======== DATA TO USE ========
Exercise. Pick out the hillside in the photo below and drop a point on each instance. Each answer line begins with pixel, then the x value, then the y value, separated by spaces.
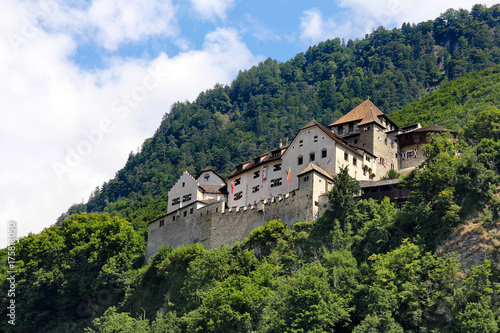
pixel 227 125
pixel 363 266
pixel 455 103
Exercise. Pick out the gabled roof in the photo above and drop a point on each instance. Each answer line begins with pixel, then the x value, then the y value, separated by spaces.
pixel 259 160
pixel 330 134
pixel 366 112
pixel 371 117
pixel 208 169
pixel 313 167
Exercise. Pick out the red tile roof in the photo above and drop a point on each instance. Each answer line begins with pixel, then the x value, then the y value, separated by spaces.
pixel 313 167
pixel 365 110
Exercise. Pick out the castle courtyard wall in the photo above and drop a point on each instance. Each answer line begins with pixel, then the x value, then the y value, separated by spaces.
pixel 214 225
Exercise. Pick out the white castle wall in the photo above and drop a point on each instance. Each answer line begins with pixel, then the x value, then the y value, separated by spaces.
pixel 213 225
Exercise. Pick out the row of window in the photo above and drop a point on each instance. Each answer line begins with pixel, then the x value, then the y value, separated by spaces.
pixel 354 159
pixel 185 198
pixel 312 157
pixel 301 142
pixel 274 183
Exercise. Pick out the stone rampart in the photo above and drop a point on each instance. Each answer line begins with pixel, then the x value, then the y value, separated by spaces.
pixel 214 225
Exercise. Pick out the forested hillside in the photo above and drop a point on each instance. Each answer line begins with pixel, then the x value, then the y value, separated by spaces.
pixel 363 266
pixel 227 125
pixel 456 102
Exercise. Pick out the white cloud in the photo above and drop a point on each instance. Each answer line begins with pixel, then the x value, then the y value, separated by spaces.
pixel 260 31
pixel 212 9
pixel 315 29
pixel 65 131
pixel 110 23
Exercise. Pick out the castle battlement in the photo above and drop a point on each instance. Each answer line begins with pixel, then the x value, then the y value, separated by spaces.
pixel 216 224
pixel 288 183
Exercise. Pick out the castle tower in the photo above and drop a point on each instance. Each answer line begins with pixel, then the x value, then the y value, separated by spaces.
pixel 367 128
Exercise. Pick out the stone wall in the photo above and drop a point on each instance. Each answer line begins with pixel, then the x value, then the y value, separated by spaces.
pixel 213 225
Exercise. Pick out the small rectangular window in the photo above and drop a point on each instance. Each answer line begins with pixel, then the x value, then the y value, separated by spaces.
pixel 276 182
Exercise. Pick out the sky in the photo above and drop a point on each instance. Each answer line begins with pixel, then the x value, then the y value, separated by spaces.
pixel 85 82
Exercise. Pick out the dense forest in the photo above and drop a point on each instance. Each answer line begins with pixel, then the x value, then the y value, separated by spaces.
pixel 363 266
pixel 228 125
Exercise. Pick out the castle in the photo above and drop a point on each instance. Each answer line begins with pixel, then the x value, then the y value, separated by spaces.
pixel 290 182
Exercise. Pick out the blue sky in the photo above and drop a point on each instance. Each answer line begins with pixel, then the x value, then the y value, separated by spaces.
pixel 86 82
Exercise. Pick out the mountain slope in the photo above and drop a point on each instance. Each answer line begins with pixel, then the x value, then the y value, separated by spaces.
pixel 456 102
pixel 227 125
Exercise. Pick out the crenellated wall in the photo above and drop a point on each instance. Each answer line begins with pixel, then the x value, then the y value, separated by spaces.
pixel 214 225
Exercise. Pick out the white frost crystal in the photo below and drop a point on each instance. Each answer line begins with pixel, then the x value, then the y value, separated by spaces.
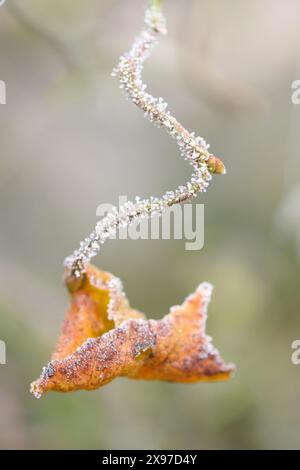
pixel 193 149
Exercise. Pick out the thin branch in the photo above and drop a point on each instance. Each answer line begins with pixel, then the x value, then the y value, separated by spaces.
pixel 193 149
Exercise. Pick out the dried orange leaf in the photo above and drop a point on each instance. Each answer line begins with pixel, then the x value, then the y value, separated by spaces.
pixel 103 338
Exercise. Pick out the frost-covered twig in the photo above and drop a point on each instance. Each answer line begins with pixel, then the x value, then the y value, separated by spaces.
pixel 194 149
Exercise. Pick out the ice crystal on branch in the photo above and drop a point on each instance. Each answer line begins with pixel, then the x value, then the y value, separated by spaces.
pixel 192 148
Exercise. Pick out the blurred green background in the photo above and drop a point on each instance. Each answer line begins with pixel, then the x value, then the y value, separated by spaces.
pixel 69 141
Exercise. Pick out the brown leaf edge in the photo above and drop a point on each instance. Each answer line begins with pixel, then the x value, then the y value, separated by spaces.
pixel 103 338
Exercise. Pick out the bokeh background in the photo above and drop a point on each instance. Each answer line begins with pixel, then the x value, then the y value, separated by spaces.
pixel 69 141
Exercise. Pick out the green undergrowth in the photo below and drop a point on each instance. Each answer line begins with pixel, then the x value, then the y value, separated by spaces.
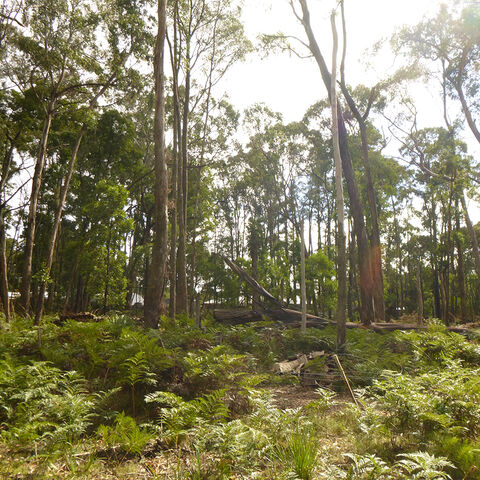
pixel 111 399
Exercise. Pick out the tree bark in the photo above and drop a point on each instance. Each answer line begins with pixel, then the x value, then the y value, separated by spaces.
pixel 303 283
pixel 375 245
pixel 340 314
pixel 155 286
pixel 473 238
pixel 3 268
pixel 460 268
pixel 366 283
pixel 32 211
pixel 419 294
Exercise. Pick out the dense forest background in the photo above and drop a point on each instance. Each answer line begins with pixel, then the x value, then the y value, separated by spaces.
pixel 77 210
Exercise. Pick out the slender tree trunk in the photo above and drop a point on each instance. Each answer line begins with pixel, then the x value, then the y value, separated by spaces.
pixel 3 268
pixel 182 287
pixel 460 268
pixel 375 245
pixel 32 211
pixel 366 284
pixel 340 315
pixel 155 285
pixel 419 294
pixel 303 283
pixel 473 238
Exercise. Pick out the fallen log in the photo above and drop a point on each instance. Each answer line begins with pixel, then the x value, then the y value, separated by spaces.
pixel 252 282
pixel 293 366
pixel 236 317
pixel 79 317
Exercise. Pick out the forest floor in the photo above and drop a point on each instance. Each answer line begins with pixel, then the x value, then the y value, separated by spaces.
pixel 112 400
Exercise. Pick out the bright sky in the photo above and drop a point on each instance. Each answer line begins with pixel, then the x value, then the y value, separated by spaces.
pixel 289 85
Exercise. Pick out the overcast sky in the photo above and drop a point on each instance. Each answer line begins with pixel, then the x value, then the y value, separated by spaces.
pixel 289 85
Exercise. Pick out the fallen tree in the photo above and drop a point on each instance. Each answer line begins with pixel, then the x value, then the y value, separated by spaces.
pixel 292 318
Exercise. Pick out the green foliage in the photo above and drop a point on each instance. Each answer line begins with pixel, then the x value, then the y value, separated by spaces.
pixel 125 434
pixel 213 368
pixel 416 466
pixel 178 416
pixel 42 404
pixel 300 452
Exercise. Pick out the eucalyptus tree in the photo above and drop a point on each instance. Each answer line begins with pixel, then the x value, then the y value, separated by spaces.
pixel 208 38
pixel 302 13
pixel 52 55
pixel 125 39
pixel 449 46
pixel 443 169
pixel 155 286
========
- _DIRECTIONS FOR THIS TASK_: Output all of the data exactly as it stands, minus any images.

- _SOLUTION BELOW_:
Exercise. Pick out the hillside in the photo below and drop a point on each instance. Each answer line begins with pixel, then the x value, then the y value, separated by spaces.
pixel 227 125
pixel 363 266
pixel 455 103
Exercise. Pick out the gabled roof in the photo above and drop a point on each instance. Each answer line begins with pixel, then the x value, then the y value, separated by spaces.
pixel 259 160
pixel 330 134
pixel 366 112
pixel 371 117
pixel 208 169
pixel 313 167
Exercise. Pick out the red tile roof in the photo above and drop a point on each instance. Each answer line begins with pixel, then the x value, then the y value, separated by spaces.
pixel 313 167
pixel 365 110
Exercise. Pick out the castle courtyard wall in the photo above and drop a point on each instance. Each answer line begins with pixel, then the x value, then the y value, separated by spaces.
pixel 214 225
Exercise. Pick out the white castle wall in the photo above and drop a point on each instance. Each answer line begins with pixel, then the x value, then the y value, separated by spaces.
pixel 213 225
Exercise. Pick out the row of window in the photo above and drop a point on each instance. Each answer line begins with pixel, then the x value, then the y value, separated by spaces.
pixel 354 159
pixel 185 198
pixel 312 157
pixel 301 142
pixel 274 183
Exercise. Pick out the stone rampart in the photo above and drop a point on each instance. Each answer line begins with pixel, then the x value, then the y value, separated by spaces.
pixel 214 225
Exercise. Pick out the forested hillside in the photo above and drop a point on each instance. Each answer line begins with pixel, then the x value, then the y value, separated by spaces.
pixel 363 266
pixel 227 125
pixel 456 102
Exercise. Pick out the white cloud in the photo above and drop a point on each instance. Each answer line begins with pixel, then the x value, then the y value, separated by spaces.
pixel 260 31
pixel 212 9
pixel 315 29
pixel 65 131
pixel 110 23
Exercise. Pick out the castle battlement in the photo above and drop a point on each instance. Each answer line begins with pixel, then the x value, then the y value, separated by spaces.
pixel 216 224
pixel 288 183
Exercise. Pick out the castle tower in the photo above and drop a point on each instance. Each answer line begins with pixel, then the x value, then the y value, separated by spaces.
pixel 367 128
Exercise. Pick out the stone wall in the photo above and drop a point on each instance. Each answer line begins with pixel, then the x value, then the y value, separated by spaces.
pixel 213 225
Exercise. Pick out the small rectangular window in the photo above and drop a point on each instance. Each answer line begins with pixel, then the x value, then the y value, separated by spaces.
pixel 276 182
Exercise. Pick out the sky in the photo above and drop a point on each instance. Each answer line begins with pixel, then the x value, then the y value, separated by spaces.
pixel 85 82
Exercise. Pick out the dense forest in the photo above and drop a point on each instance. Each answer line begins with pixel, then the x value, then the y value, separated by spaces.
pixel 363 266
pixel 228 125
Exercise. Pick out the castle in the photo above and drop a point on each instance. Each answer line begins with pixel, then the x value, then the y value, separated by spaces.
pixel 290 182
Exercise. Pick out the blue sky in the photo above and drop a point on each instance. Each answer line begins with pixel, then the x value, then the y value, separated by spaces.
pixel 86 82
Exercise. Pick out the mountain slope in the photo above and drop a point on each instance. Each answer line begins with pixel, then the x value, then the y value, separated by spaces.
pixel 456 102
pixel 227 125
Exercise. Pick out the crenellated wall in the photo above and drop a point on each instance. Each answer line begins with pixel, then the x value, then the y value, separated by spaces.
pixel 214 225
Exercise. Pick out the white frost crystal in the photo below and drop a point on each instance. Each answer line begins with pixel, then the x value, then the y value, separated by spaces.
pixel 193 149
Exercise. Pick out the thin branch in the photo above and drop a point on each instance. Each answer line begins with pixel, then the x value, then the y value, separated by spaces.
pixel 193 149
Exercise. Pick out the dried orange leaf in the photo above and drop a point on each instance. Each answer line begins with pixel, then the x value, then the y value, separated by spaces.
pixel 103 338
Exercise. Pick out the frost-covered twig in the photo above and drop a point on each instance. Each answer line begins with pixel, then the x value, then the y value, separated by spaces.
pixel 194 149
Exercise. Pick out the ice crystal on branch in the photo above and drop a point on each instance. Each answer line begins with pixel, then the x value, then the y value, separated by spaces.
pixel 192 148
Exercise. Pick out the blurred green background in the photo above and drop a point on each instance. Each answer line begins with pixel, then the x value, then the y value, separated by spaces.
pixel 69 141
Exercise. Pick out the brown leaf edge in the photo above and drop a point on each instance. Each answer line begins with pixel, then the x value, then the y value, separated by spaces.
pixel 103 338
Exercise. Pick out the bokeh background in the photo above and drop a point on each instance. Each answer line begins with pixel, then the x value, then the y value, separated by spaces.
pixel 69 141
Exercise. Pick out the green undergrowth in the photo below and drop a point on each instance. Each answer line begins with pixel, then the x value, then the y value, separated by spaces.
pixel 111 399
Exercise. Pick out the tree bark in the photo above and drop a point on each instance. Each answer line begins with pixel, then the x value, then the y value, separated by spaces.
pixel 303 283
pixel 375 245
pixel 340 314
pixel 155 286
pixel 473 238
pixel 3 268
pixel 460 268
pixel 366 283
pixel 32 211
pixel 419 294
Exercise. Pick out the dense forest background in the photo above and drop a point on each instance. Each answer line begins with pixel, then the x value, then the y value, separated by spaces.
pixel 77 210
Exercise. Pick out the slender tree trunk in the photo above and drop a point on each instance. Each answer line begins with pixel, then the x value, then the y value, separated by spaces.
pixel 3 268
pixel 182 287
pixel 460 268
pixel 375 245
pixel 32 211
pixel 366 284
pixel 340 315
pixel 155 285
pixel 419 294
pixel 303 283
pixel 473 238
Exercise. Pick out the fallen log in the photo above and drop a point on each instance. Each answer line begins with pixel, then the x value, then the y value, separated by spaces.
pixel 252 282
pixel 293 366
pixel 236 317
pixel 79 317
Exercise. Pick out the forest floor in the photo above and drop a point on each instance. Each answer line begins with pixel, then the x value, then the y value, separated by spaces.
pixel 112 400
Exercise. Pick out the bright sky in the photo above and drop a point on each instance. Each answer line begins with pixel, then the x value, then the y value, separated by spaces.
pixel 289 85
Exercise. Pick out the overcast sky in the photo above and drop a point on each instance. Each answer line begins with pixel, then the x value, then the y value, separated by spaces.
pixel 289 85
Exercise. Pick out the fallen tree in the photo above and drop a point on each instance. Each answer line begins with pixel, then the x value, then the y value, separated by spaces.
pixel 292 318
Exercise. Pick out the green foliage in the photo above and drop a point on each instance. Each answer line begins with pixel, then the x value, then the y value, separated by spaces.
pixel 125 434
pixel 213 368
pixel 416 466
pixel 178 416
pixel 42 404
pixel 300 452
Exercise. Pick out the eucalyptus tree in the photo above and drop a point on each instance. Each answer line begins with pixel, then the x value, then the y value, separated by spaces.
pixel 208 38
pixel 302 13
pixel 52 55
pixel 125 39
pixel 449 46
pixel 443 169
pixel 155 286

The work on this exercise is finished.